**Work to complete:**
Retype the material below. Keep every word exactly as it is.

**Supplied records:**
——————

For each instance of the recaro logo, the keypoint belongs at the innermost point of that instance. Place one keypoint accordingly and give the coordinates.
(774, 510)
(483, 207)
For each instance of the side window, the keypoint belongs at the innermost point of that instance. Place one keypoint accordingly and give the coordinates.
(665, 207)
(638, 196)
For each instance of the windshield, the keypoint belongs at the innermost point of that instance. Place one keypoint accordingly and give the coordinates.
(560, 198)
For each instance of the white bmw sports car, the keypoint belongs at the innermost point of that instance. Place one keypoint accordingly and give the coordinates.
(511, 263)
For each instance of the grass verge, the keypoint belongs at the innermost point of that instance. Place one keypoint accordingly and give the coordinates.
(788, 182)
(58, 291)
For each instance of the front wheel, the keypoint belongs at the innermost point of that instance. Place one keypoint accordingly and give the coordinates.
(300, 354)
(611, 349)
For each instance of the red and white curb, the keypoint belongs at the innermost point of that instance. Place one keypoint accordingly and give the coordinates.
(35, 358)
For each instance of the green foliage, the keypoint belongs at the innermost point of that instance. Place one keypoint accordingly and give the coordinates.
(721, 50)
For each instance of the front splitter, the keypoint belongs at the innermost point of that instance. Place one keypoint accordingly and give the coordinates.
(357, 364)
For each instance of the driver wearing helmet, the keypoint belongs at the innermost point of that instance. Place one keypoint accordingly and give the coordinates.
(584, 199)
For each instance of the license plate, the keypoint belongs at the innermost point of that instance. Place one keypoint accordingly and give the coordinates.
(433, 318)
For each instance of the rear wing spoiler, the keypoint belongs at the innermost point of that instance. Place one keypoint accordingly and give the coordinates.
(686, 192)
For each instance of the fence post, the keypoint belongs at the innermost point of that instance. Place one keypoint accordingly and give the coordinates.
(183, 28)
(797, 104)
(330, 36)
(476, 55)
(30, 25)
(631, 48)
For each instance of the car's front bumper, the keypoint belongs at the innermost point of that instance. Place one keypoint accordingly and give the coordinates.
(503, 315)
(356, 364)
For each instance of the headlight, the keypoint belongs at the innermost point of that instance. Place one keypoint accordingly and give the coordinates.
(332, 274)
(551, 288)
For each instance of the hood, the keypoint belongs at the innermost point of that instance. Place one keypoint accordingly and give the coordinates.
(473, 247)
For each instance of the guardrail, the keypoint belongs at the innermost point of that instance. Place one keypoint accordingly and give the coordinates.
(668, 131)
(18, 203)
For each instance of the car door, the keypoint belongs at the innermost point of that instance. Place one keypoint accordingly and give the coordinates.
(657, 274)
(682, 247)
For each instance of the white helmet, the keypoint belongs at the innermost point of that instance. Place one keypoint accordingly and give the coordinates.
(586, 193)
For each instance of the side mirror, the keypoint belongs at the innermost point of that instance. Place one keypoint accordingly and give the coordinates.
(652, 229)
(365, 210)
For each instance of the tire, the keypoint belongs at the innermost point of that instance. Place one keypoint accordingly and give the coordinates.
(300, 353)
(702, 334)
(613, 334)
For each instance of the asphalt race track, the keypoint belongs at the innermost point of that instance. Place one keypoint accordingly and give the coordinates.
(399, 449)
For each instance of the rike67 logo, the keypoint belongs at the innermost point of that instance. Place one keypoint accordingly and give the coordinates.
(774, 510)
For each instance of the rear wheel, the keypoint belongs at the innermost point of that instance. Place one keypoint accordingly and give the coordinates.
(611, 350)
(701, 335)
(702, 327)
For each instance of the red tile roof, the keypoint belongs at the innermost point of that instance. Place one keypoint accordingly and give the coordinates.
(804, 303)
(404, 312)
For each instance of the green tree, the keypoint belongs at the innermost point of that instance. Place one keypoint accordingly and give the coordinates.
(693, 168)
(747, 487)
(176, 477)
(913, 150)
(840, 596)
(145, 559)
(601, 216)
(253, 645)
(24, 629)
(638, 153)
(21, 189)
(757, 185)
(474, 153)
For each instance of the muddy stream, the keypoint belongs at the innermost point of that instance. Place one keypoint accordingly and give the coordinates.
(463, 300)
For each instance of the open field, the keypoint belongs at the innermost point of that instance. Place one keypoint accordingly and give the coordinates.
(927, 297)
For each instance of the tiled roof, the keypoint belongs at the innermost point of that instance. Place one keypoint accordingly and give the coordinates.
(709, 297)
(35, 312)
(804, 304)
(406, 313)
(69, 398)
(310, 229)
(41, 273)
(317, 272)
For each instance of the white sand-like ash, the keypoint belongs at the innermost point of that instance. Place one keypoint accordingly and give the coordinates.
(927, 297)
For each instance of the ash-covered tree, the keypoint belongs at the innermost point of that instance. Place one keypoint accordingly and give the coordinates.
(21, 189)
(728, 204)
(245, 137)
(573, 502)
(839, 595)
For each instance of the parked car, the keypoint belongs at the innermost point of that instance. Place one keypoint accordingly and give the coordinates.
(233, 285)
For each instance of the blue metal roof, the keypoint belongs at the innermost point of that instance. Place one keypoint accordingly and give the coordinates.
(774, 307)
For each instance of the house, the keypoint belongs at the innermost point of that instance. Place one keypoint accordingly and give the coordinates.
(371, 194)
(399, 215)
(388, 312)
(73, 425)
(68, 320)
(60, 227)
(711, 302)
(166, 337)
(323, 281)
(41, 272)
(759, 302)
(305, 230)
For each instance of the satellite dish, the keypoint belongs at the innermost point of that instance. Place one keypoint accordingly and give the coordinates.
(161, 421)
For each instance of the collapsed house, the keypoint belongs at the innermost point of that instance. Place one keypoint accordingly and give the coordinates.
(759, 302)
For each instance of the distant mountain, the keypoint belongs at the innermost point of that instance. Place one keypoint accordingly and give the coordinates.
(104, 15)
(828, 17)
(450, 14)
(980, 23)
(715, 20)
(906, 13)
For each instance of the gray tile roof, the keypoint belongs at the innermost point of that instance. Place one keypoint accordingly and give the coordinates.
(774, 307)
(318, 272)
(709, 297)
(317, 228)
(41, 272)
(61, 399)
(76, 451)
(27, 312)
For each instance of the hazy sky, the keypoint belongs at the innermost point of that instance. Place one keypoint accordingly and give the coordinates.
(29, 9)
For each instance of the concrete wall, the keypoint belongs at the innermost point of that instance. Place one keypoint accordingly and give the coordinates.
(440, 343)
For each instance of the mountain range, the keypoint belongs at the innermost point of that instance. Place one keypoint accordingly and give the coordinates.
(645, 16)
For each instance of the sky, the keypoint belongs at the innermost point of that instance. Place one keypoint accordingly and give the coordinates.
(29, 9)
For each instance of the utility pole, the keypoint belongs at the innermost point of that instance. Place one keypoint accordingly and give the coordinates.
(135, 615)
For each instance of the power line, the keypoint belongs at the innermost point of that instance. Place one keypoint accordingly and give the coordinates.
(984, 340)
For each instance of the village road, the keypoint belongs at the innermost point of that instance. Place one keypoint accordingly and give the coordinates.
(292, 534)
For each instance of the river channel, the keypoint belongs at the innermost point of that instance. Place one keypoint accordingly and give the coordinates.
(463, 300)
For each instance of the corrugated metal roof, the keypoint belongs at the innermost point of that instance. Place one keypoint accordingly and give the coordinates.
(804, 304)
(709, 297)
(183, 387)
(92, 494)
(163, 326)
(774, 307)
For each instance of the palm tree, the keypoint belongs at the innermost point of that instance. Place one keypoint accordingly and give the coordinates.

——————

**Exercise solution:**
For each instance of the recaro logo, the keypoint belongs at the innermost point of that instance. Place one keypoint accordingly and give the coordinates.
(774, 510)
(483, 207)
For each instance of the side window, the keypoint belongs at the innermost point of that instance. Place one keypoint accordingly and give the coordinates.
(665, 207)
(638, 196)
For each instance of the windshield, the keypoint belongs at the innermost point of that instance. Place one keypoint accordingly and give the coordinates.
(560, 198)
For each instance of the white bmw sports car, the keypoint belongs at the innermost point of that instance. Place one keypoint accordingly and give the coordinates.
(511, 263)
For each instance of the grass verge, the keypoint belongs at the innermost point of that instance. Place one keypoint accordingly and give the coordinates.
(788, 182)
(58, 291)
For each instance of the front wheel, the keypoint belongs at the innermost point of that instance. Place one keypoint accordingly and give the coordinates.
(300, 354)
(611, 349)
For each instance of the red and white curb, the keypoint belongs at the innermost point of that instance. Place one keypoint accordingly and give the coordinates.
(35, 358)
For each instance of the green foliage, the keypoint belongs at the innermost point of that instance. Place one keypoint accordingly and give the coordinates.
(721, 50)
For each instance of the front splitter, the keypoint belongs at the innermost point of that instance. Place one keypoint accordingly and give the coordinates.
(357, 364)
For each instance of the driver wearing helmet, the keypoint belongs at the innermost point of that instance. Place one keypoint accordingly and give the coordinates.
(584, 199)
For each instance of the license plate, the keypoint belongs at the innermost point of that instance. Place one keypoint accordingly and give the coordinates.
(433, 318)
For each instance of the rear wing spoiler, the keypoint belongs at the innermost point of that instance. Place one keypoint accordingly and give the coordinates.
(686, 192)
For each instance of the fence post, the keypoint belongs at the innermost point of that instance. Place one keypoint accordingly and give the coordinates.
(183, 28)
(797, 104)
(330, 36)
(476, 55)
(30, 25)
(631, 48)
For each instance of the car's front bumper, the keypoint belongs at the innermost point of that instance. Place one keypoint accordingly and give the coordinates.
(503, 315)
(356, 364)
For each instance of the headlight, the keypoint belongs at the innermost point of that instance. Place one keypoint accordingly and give the coordinates.
(332, 274)
(551, 288)
For each instance of the hood, the keypoint belongs at the innermost point of that instance. Place one keypoint accordingly and give the coordinates.
(473, 247)
For each instance of the guardrail, the keypoint belongs at the innermost point of that instance. Place one keypoint accordingly and give the coordinates.
(668, 131)
(18, 203)
For each instance of the car door, the keypoint belongs at the innermost point of that instance. Place one keypoint accordingly and give the coordinates.
(657, 274)
(682, 247)
For each instance of the white helmet, the keypoint belongs at the innermost point of that instance. Place one keypoint accordingly and give the coordinates.
(586, 193)
For each instance of the side mirror, the keypoint belongs at the innermost point of that instance. Place one keypoint accordingly and give the coordinates.
(652, 229)
(365, 210)
For each instance of the tire, the keypoint belongs at the innermost point of that instance. Place one keypoint accordingly and give the coordinates.
(300, 353)
(702, 334)
(613, 334)
For each instance of the asphalt race track, the keypoint belongs at the innermost point of that instance. Place one keypoint accordingly and give the coordinates.
(399, 449)
For each instance of the rike67 logo, the keypoint belongs at the innermost point of that instance. Place one keypoint accordingly and give the coordinates.
(774, 510)
For each instance of the rear wheel, the keypoint belongs at the innermost point of that instance. Place one keypoint accordingly and give the coordinates.
(611, 350)
(701, 335)
(702, 327)
For each instance of the red tile roof, the keypoint belongs at the innermost point of that instance. Place one keypoint accordingly and give the coordinates.
(804, 303)
(404, 312)
For each instance of the green tree, the keypoint belongs at the innermost point of that instance. Place one keypoint accordingly and give the coordinates.
(693, 168)
(747, 487)
(176, 477)
(913, 150)
(840, 596)
(145, 559)
(601, 216)
(253, 645)
(24, 629)
(638, 153)
(21, 189)
(757, 185)
(474, 153)
For each instance of the muddy stream, the keypoint belongs at the innermost point of that instance. Place one keypoint accordingly and give the coordinates.
(463, 300)
For each instance of the open field, the keypoint belongs at the innermost point of that instance. Place one keypoint accordingly and give the coordinates.
(927, 297)
For each instance of the tiled roof, the keypoint belongs at the innermost point of that instance. Place one keypoint accordingly and give the coordinates.
(709, 297)
(35, 312)
(804, 304)
(406, 313)
(69, 398)
(310, 229)
(41, 273)
(317, 272)
For each instance of the white sand-like ash, the keypoint belongs at the innermost point of that instance. Place one keypoint accordingly and give the coordinates.
(927, 297)
For each instance of the ash-covered tree, the keypoint belongs at the innermost point of that instance. Place one keypoint accordingly and give the coordinates.
(21, 189)
(728, 204)
(245, 137)
(573, 502)
(839, 595)
For each instance of the parked car, the keypoint belongs at the innermost point of that instance. Place one keypoint accordingly and give the coordinates.
(233, 285)
For each instance of the blue metal roof, the keypoint belongs at the innermost point of that instance. Place one keypoint accordingly and give the coordinates.
(774, 307)
For each instance of the house, the keypoint belongs at the innermost point of that instance. Place one keypoint accordingly and give the coordinates.
(371, 194)
(399, 215)
(388, 312)
(73, 425)
(68, 320)
(60, 227)
(711, 302)
(166, 337)
(323, 281)
(41, 272)
(759, 302)
(305, 230)
For each instance of the satellite dish, the keypoint belongs at the innermost point of that instance. Place one keypoint accordingly and give the coordinates.
(161, 421)
For each instance of the collapsed house, the keypoint belongs at the innermost point of that instance. Place one keypoint accordingly and give the coordinates.
(759, 302)
For each instance of the distant mountain, the keypoint belongs at the innermost point of that instance. Place one keypoint accordingly and give the coordinates.
(104, 15)
(828, 17)
(450, 14)
(980, 23)
(715, 20)
(906, 13)
For each instance of the gray tile roof, the keypoint belongs at the innermost point of that instance. Place one keypoint accordingly and give the coordinates.
(774, 307)
(318, 272)
(709, 297)
(317, 228)
(41, 272)
(61, 399)
(76, 451)
(27, 312)
For each instance of the hazy sky, the keypoint belongs at the innermost point of that instance. Place one keypoint accordingly and give the coordinates.
(29, 9)
For each instance of the concrete wall, the keypoint belongs at the innermost point of that instance. Place one keypoint accordingly and give the coordinates.
(440, 343)
For each instance of the mountain range, the keypoint belongs at the innermost point of that instance. Place one keypoint accordingly and give the coordinates.
(645, 16)
For each instance of the sky, the keypoint belongs at the innermost point of that instance. Place one keypoint accordingly and give the coordinates.
(29, 9)
For each instance of the utility pole, the keypoint belongs at the innermost point of that instance. Place one keypoint accordingly and give the coordinates.
(135, 615)
For each instance of the power line, the keypoint belongs at the innermost point of that instance. Place one keypoint accordingly and give the coordinates.
(984, 340)
For each instance of the village road, the keypoint belongs at the innermost point of that instance. Place one keypoint accordingly and give the coordinates.
(292, 534)
For each instance of the river channel, the keypoint belongs at the innermost point of that instance. Place one keypoint accordingly and give the coordinates.
(463, 300)
For each instance of the corrugated metal roof, the keypoint belongs at the innermost point of that instance. Place one keypoint accordingly and give the coordinates.
(804, 304)
(709, 297)
(183, 387)
(92, 494)
(163, 326)
(774, 307)
For each instance of the palm tree, the keypoint belongs at the innermost point of that instance. Place one keypoint accordingly and give the coordinates.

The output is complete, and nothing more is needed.